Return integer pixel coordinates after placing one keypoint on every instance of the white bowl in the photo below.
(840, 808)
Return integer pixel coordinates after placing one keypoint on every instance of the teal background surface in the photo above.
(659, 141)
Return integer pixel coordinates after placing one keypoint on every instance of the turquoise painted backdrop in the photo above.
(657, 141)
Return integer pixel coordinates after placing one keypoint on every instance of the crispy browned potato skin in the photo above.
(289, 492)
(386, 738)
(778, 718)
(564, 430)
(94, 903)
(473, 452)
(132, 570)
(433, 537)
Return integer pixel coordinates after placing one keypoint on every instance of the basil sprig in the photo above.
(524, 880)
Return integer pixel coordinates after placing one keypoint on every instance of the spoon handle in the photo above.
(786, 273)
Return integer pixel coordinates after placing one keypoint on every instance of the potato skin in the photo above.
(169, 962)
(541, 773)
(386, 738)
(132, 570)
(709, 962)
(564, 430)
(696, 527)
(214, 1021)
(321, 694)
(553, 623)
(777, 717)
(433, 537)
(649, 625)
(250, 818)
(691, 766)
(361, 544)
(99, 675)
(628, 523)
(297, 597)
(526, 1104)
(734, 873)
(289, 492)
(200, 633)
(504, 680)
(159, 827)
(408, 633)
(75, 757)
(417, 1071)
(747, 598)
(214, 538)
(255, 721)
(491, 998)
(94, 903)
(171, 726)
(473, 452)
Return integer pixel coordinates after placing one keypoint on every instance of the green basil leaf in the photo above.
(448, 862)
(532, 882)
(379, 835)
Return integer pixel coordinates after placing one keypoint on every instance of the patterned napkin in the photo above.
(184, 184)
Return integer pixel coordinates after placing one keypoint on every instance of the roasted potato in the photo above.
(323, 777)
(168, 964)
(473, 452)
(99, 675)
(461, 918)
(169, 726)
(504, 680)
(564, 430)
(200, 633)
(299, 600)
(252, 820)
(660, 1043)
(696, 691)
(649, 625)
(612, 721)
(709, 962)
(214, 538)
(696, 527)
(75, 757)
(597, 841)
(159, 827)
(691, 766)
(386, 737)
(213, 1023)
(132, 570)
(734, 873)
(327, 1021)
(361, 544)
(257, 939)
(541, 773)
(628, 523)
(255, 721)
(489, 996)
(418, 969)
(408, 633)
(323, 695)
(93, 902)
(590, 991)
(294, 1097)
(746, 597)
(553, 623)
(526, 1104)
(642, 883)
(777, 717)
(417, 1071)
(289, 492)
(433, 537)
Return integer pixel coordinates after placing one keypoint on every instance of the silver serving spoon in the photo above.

[WHAT TO WORK ON] Rewrite the listing above, substituting "marker" for every occurrence of "keypoint" and leaving everything else unchanged.

[RESULT OF THIS TASK]
Return integer pixel coordinates after placing one marker on every instance of the white bowl in the photo below.
(840, 808)
Return integer pixel coordinates after placing one marker on every instance of the teal background surface in the photo above.
(659, 141)
Return integer pixel coordinates after placing one marker on every instance of the turquoise painted backdrop in the photo above.
(657, 141)
Return integer pixel coordinates after placing one marker on every instance of the crispy browned potato skin in the photo above.
(289, 492)
(386, 738)
(778, 718)
(564, 430)
(94, 903)
(473, 452)
(132, 570)
(433, 537)
Return integer pixel coordinates after placing one marker on every instance of the basil sprig in the photo above.
(524, 880)
Return integer pixel coordinates after placing one marker on every instance of the spoon handle in the photo above.
(786, 273)
Return integer pixel coordinates after placing one marker on every instance of the potato skin in the photo above.
(169, 962)
(541, 773)
(386, 738)
(132, 570)
(709, 962)
(564, 430)
(696, 527)
(214, 1021)
(321, 694)
(553, 623)
(777, 717)
(433, 537)
(649, 625)
(250, 818)
(691, 766)
(361, 544)
(99, 675)
(628, 523)
(297, 597)
(526, 1104)
(734, 873)
(289, 492)
(200, 633)
(504, 680)
(159, 827)
(408, 633)
(75, 757)
(417, 1071)
(747, 598)
(214, 538)
(255, 721)
(491, 998)
(94, 903)
(171, 726)
(473, 452)
Return integer pixel coordinates after placing one marker on every instance of the green basil leaf in the photo above.
(448, 862)
(532, 882)
(379, 835)
Return integer pixel coordinates after placing one marker on every instance of the patterned napkin in the photo above.
(184, 184)
Return integer pixel coordinates after placing one marker on every instance of the roasted potato in the photo above.
(323, 777)
(168, 964)
(473, 452)
(99, 675)
(461, 918)
(169, 726)
(504, 680)
(564, 430)
(200, 633)
(299, 600)
(252, 820)
(660, 1043)
(696, 691)
(649, 625)
(612, 721)
(709, 962)
(214, 538)
(696, 527)
(75, 757)
(597, 841)
(159, 827)
(691, 766)
(386, 737)
(213, 1023)
(132, 570)
(734, 873)
(327, 1021)
(361, 544)
(257, 939)
(541, 773)
(628, 523)
(255, 721)
(489, 996)
(418, 969)
(408, 633)
(323, 695)
(93, 902)
(590, 991)
(294, 1097)
(746, 597)
(553, 623)
(526, 1104)
(642, 883)
(777, 717)
(417, 1071)
(289, 492)
(433, 537)
Return integer pixel coordinates after placing one marker on every instance of the silver serving spoon in the photo above.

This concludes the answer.